--- Given passage Enclosed Below ---
Such descriptive research should also include much more information about each organization, including, where possible, information about finances, number of members and range of activities. Quite a bit of information is available about 501(c)(3) organizations in the IRS form 990s, filed by those with annual revenues of over $25,000. Considerable effort has been devoted in recent years to improving the accuracy of the forms and making them available to the public (Lampkin and Boris 2002), particularly through the National Center for Charitable Statistics at the Urban Institute (http://nccs.urban.org/). A great deal could be learned from this resource, unexploited in the study of Jewish organizations but finding information about other types of organizations would be a considerable challenge.

The second type of follow-up research would add a historical dimension to the first type. Anyone interested in a comprehensive picture of Jewish life in the U.S. wants to know how the community has changed. From an organizational perspective, we want to know how the numbers of organizations have changed over time as the Jewish population has grown and dispersed geographically; how the types of organizations have changed as the circumstances and interests of Jews have changed; and how the changing attitudes and practices of individual Jews, well-described in decades worth of surveys, are expressed organizationally.
--- End of Enclosed Given passage ---
__Your goal__. Pick up the passage on research into Jewish organizations in the U.S. after its last sentence and carry it forward. The records have no connection to the passage on research into Jewish organizations in the U.S.
--- Dataset extract Enclosed Below ---
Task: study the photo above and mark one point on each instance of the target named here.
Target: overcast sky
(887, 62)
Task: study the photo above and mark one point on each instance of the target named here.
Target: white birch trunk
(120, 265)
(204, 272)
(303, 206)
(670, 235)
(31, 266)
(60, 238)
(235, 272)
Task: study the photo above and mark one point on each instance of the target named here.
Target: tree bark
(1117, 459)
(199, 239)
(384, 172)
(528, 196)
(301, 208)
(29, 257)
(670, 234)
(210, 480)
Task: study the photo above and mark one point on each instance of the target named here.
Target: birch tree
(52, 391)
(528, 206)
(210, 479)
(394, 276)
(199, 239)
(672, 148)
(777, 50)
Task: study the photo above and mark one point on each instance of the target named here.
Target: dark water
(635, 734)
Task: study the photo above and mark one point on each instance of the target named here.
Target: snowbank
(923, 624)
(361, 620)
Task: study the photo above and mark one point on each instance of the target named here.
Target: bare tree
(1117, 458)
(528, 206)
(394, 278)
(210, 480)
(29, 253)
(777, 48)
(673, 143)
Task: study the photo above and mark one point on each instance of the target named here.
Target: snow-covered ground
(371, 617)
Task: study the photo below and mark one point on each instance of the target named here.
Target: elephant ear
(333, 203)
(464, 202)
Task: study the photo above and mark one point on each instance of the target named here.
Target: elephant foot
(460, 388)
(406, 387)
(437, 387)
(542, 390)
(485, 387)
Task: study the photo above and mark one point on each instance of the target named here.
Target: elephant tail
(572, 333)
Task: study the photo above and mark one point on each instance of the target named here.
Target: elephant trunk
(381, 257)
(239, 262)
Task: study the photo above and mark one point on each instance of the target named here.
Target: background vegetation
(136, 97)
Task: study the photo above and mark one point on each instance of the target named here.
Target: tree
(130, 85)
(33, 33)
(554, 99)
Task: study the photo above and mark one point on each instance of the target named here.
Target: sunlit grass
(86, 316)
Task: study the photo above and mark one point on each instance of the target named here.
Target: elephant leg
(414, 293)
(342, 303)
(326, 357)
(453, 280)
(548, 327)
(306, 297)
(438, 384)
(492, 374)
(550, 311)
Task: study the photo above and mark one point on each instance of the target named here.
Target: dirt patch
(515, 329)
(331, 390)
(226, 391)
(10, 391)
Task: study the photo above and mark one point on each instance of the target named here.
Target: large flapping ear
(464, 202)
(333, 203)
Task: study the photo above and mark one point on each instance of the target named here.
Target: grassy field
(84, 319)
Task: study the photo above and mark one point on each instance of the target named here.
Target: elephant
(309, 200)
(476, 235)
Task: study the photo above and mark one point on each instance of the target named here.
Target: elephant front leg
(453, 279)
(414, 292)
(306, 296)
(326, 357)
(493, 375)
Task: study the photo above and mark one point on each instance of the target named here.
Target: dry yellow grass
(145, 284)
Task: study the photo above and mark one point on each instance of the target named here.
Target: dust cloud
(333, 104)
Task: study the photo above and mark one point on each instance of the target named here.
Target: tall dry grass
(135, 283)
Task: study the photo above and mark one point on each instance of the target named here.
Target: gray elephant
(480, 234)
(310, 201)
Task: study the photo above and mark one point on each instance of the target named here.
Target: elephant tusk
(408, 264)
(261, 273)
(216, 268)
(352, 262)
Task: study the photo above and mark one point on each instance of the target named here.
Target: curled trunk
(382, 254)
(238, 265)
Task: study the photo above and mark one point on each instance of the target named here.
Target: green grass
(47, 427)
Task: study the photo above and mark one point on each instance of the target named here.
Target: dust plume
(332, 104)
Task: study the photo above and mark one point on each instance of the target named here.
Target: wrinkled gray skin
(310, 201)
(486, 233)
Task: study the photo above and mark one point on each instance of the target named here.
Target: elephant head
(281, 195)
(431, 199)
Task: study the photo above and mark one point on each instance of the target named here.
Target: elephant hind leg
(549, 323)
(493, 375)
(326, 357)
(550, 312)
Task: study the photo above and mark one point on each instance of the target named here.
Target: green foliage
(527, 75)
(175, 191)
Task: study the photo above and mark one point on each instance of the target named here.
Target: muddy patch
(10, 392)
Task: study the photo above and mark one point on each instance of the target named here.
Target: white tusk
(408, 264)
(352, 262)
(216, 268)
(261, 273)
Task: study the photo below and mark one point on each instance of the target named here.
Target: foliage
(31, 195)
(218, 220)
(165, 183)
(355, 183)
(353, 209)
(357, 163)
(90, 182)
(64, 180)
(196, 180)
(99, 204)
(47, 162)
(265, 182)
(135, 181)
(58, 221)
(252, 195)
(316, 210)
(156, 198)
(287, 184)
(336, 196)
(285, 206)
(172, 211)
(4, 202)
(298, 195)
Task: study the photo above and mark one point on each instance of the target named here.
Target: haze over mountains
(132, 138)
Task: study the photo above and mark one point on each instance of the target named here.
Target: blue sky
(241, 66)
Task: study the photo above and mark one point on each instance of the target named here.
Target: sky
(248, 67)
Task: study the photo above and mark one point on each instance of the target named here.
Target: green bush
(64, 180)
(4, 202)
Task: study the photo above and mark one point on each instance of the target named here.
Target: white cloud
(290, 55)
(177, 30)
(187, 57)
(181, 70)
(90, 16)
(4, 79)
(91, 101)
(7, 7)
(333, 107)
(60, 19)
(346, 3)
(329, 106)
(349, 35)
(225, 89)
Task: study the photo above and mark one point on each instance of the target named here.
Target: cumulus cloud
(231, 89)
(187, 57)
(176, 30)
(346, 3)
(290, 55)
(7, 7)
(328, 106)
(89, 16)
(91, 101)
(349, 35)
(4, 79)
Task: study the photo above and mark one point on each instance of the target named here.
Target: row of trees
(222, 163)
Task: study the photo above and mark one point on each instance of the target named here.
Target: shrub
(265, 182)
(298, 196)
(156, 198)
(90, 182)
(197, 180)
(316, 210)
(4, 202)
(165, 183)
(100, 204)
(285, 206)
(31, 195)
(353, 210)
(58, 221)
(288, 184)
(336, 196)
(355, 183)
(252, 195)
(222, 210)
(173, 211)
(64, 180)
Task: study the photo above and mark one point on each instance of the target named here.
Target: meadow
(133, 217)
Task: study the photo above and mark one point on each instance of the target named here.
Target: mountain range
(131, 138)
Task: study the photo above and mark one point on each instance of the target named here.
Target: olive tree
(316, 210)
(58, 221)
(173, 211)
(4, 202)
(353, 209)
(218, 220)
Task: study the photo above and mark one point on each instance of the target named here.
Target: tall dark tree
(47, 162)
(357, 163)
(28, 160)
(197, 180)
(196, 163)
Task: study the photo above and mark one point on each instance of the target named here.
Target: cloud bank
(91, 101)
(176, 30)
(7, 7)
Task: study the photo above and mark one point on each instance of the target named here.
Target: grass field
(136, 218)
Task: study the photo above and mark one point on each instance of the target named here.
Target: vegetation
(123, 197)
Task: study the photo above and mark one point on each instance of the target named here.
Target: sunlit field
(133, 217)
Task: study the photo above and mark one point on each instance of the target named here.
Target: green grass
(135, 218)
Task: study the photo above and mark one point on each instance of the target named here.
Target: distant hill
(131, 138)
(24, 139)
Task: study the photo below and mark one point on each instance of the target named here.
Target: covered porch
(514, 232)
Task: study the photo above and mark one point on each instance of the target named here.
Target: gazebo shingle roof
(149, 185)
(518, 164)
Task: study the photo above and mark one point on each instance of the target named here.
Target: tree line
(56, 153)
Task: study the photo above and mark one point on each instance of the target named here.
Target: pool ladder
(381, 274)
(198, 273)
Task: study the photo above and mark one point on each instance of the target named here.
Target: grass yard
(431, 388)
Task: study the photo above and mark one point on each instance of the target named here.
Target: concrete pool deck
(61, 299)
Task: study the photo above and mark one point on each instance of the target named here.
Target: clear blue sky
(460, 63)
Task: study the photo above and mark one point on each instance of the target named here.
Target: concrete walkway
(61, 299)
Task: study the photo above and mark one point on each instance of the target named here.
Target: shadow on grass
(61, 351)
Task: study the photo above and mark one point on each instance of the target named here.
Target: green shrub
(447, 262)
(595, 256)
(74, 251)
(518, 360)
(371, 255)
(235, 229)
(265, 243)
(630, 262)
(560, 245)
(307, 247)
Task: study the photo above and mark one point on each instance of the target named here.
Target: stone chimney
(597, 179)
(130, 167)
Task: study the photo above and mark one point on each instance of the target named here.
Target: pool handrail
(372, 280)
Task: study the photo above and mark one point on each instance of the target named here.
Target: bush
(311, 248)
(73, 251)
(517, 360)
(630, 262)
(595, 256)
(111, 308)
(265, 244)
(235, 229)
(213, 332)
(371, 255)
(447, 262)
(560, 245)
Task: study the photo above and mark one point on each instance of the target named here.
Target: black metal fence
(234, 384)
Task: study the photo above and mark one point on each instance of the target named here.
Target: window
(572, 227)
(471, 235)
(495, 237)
--- End of Enclosed Dataset extract ---
__Response to the task__.
Of course, the farther back in time research goes, the less information there will be about most organizations and about many of those that disappeared there may be no information at all. But it seems essential both to search widely for information and to temper accounts of Jewish organizational history with analyses of how the loss of data over time affects our conclusions.

The third type of research would go beyond description and put the study of Jewish organizations in a broader theoretical context. Much research has been done on the forces affecting the creation, growth and decline of organizations (e.g., Amburgey and Rao 1996; Hannan et al. 2003; Romanelli 1991; Singh and Lumsden 1990) and some of this has been used in studying religious and ethnic organizations (e.g., Finke 1989; Iannaccone et al. 1995; Minkoff 1995; Olzak and West 1991). Changes in the number, type and size of organizations depend on their internal characteristics (such as the rules they impose on members), the environments they face (including competition from other organizations, population size and mobility and legal constraints) and leaders’ decisions.

Applied to the study of Jewish organizations, this work on organizations could help us understand why some types of Jewish organizations grow as others decline, how differences between the late 19th century and late 20th century Jewish communities affected their response to mass immigration from Eastern Europe, the sources of growth and creativity in Jewish organizational life and the impact on Jewish organizational life of competition among Jewish organizations and between Jewish and non-Jewish organizations. Work on religious organizations finds repeatedly that strict denominations have tended to grow and more liberal denominations to decline in the U.S. for two hundred years (e.g., Iannaccone 1994); whether this work is contradicted by the growth of the Reform movement in the U.S., or predicts the movement’s decline, will be a good question to consider.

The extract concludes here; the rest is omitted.